§ **Aim of the task**
Output the material below as a numbered list, leaving out any blank lines.

§ **Dataset**
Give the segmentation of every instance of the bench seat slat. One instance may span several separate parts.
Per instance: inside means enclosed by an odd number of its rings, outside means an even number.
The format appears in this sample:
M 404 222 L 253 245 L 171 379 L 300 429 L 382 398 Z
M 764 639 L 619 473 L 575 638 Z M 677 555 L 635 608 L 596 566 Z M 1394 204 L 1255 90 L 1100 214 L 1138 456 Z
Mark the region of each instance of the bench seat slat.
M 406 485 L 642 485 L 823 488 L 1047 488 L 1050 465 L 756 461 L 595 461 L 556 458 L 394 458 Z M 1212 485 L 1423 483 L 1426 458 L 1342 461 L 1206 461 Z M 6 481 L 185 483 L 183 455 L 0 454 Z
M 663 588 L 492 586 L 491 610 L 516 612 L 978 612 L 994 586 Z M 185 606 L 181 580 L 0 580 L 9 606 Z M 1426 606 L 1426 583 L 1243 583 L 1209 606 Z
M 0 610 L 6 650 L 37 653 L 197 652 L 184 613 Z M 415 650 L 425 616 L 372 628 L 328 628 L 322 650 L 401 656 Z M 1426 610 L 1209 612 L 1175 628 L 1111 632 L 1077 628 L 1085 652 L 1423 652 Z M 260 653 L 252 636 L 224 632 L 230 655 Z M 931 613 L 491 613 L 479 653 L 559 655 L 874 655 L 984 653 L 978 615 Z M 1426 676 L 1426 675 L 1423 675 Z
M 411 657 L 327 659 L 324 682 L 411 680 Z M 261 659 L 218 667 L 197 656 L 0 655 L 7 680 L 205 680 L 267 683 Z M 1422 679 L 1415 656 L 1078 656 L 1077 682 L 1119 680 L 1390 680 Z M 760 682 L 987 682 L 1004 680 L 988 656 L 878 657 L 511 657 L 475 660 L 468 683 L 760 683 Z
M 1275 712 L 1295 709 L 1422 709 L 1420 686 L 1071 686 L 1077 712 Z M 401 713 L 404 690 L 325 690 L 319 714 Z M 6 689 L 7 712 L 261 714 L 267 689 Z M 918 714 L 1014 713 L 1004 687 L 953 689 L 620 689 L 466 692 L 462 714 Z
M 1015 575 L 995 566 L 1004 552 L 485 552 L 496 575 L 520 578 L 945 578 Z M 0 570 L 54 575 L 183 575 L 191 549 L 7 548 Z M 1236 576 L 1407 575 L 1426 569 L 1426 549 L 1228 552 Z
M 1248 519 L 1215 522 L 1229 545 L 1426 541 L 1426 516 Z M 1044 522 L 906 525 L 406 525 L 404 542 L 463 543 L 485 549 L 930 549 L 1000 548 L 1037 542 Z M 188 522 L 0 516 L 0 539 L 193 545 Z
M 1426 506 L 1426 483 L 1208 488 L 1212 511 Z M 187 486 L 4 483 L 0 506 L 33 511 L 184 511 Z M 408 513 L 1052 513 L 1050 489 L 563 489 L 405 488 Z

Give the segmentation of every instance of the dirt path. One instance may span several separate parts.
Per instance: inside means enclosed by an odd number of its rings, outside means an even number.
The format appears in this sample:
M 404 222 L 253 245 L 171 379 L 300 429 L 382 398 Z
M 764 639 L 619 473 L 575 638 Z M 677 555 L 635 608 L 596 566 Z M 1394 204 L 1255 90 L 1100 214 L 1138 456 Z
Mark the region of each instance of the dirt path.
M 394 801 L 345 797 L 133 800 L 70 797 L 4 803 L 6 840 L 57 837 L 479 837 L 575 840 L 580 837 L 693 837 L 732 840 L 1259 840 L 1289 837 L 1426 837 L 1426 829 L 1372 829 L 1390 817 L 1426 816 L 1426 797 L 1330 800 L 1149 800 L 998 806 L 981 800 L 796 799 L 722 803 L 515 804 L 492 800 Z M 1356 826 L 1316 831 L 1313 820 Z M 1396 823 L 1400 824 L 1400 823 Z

§ **The completed task**
1. Give the segmentation of every instance of the bench seat slat. One instance may span several separate parts.
2. Per instance: inside means enclosed by an odd number of its rings, outside means an even number.
3. The format appears in this sample:
4. M 404 222 L 253 245 L 171 379 L 300 429 L 382 398 Z
5. M 764 639 L 619 473 L 575 638 Z M 677 555 L 635 608 L 596 566 Z M 1394 204 L 1255 90 L 1100 214 L 1138 456 Z
6. Mark the region of each instance of the bench seat slat.
7. M 406 485 L 642 485 L 823 488 L 1047 488 L 1050 465 L 756 461 L 595 461 L 556 458 L 394 458 Z M 1212 485 L 1423 483 L 1426 458 L 1342 461 L 1206 461 Z M 6 481 L 185 483 L 183 455 L 0 454 Z
8. M 663 588 L 492 586 L 491 610 L 516 612 L 978 612 L 994 586 Z M 185 606 L 181 580 L 0 580 L 9 606 Z M 1426 606 L 1426 583 L 1243 583 L 1209 606 Z
9. M 0 610 L 6 650 L 37 653 L 197 652 L 184 613 Z M 415 650 L 425 616 L 372 628 L 328 628 L 322 650 L 401 656 Z M 1426 610 L 1209 612 L 1175 628 L 1111 632 L 1077 628 L 1085 652 L 1423 652 Z M 260 653 L 252 636 L 224 632 L 230 655 Z M 931 613 L 491 613 L 479 653 L 559 655 L 874 655 L 984 653 L 978 615 Z M 1426 676 L 1426 675 L 1423 675 Z
10. M 411 657 L 327 659 L 324 682 L 411 680 Z M 261 659 L 218 667 L 197 656 L 0 655 L 7 680 L 205 680 L 267 683 Z M 1422 679 L 1415 656 L 1078 656 L 1077 682 L 1119 680 L 1390 680 Z M 760 682 L 987 682 L 1004 680 L 988 656 L 878 657 L 511 657 L 475 660 L 468 683 L 760 683 Z
11. M 1275 712 L 1295 709 L 1422 709 L 1420 686 L 1071 686 L 1077 712 Z M 401 713 L 404 690 L 325 690 L 319 714 Z M 6 689 L 7 712 L 261 714 L 267 689 Z M 918 714 L 1014 713 L 1004 687 L 953 689 L 620 689 L 466 692 L 462 714 Z
12. M 1015 575 L 995 566 L 1004 552 L 485 552 L 496 575 L 520 578 L 945 578 Z M 0 570 L 54 575 L 183 575 L 191 549 L 7 548 Z M 1236 576 L 1407 575 L 1426 569 L 1426 549 L 1228 552 Z
13. M 1248 519 L 1215 522 L 1229 545 L 1426 541 L 1426 516 Z M 1044 522 L 906 525 L 406 525 L 404 542 L 463 543 L 485 549 L 930 549 L 1000 548 L 1037 542 Z M 188 522 L 0 516 L 0 539 L 193 545 Z
14. M 1426 506 L 1426 483 L 1208 488 L 1212 511 Z M 187 486 L 4 483 L 0 506 L 33 511 L 184 511 Z M 408 513 L 1052 513 L 1050 489 L 563 489 L 405 488 Z
15. Give the segmentation of every instance of the dirt path. One instance may span several separate parts.
16. Per instance: inside means enclosed by an odd number of its rings, outside means an even number.
17. The format appears in this sample:
18. M 404 222 L 253 245 L 171 379 L 300 429 L 382 398 Z
19. M 764 639 L 619 473 L 575 638 Z M 677 555 L 635 608 L 596 566 Z M 1394 204 L 1255 90 L 1100 214 L 1138 456 Z
20. Mark the region of each instance of the dirt path.
21. M 394 801 L 345 797 L 133 800 L 70 797 L 4 803 L 6 840 L 57 837 L 479 837 L 575 840 L 580 837 L 693 837 L 732 840 L 1259 840 L 1289 837 L 1426 837 L 1426 829 L 1372 829 L 1390 817 L 1426 816 L 1426 797 L 1330 800 L 1149 800 L 998 806 L 981 800 L 796 799 L 722 803 L 515 804 L 492 800 Z M 1356 826 L 1316 831 L 1313 820 Z M 1396 823 L 1400 824 L 1400 823 Z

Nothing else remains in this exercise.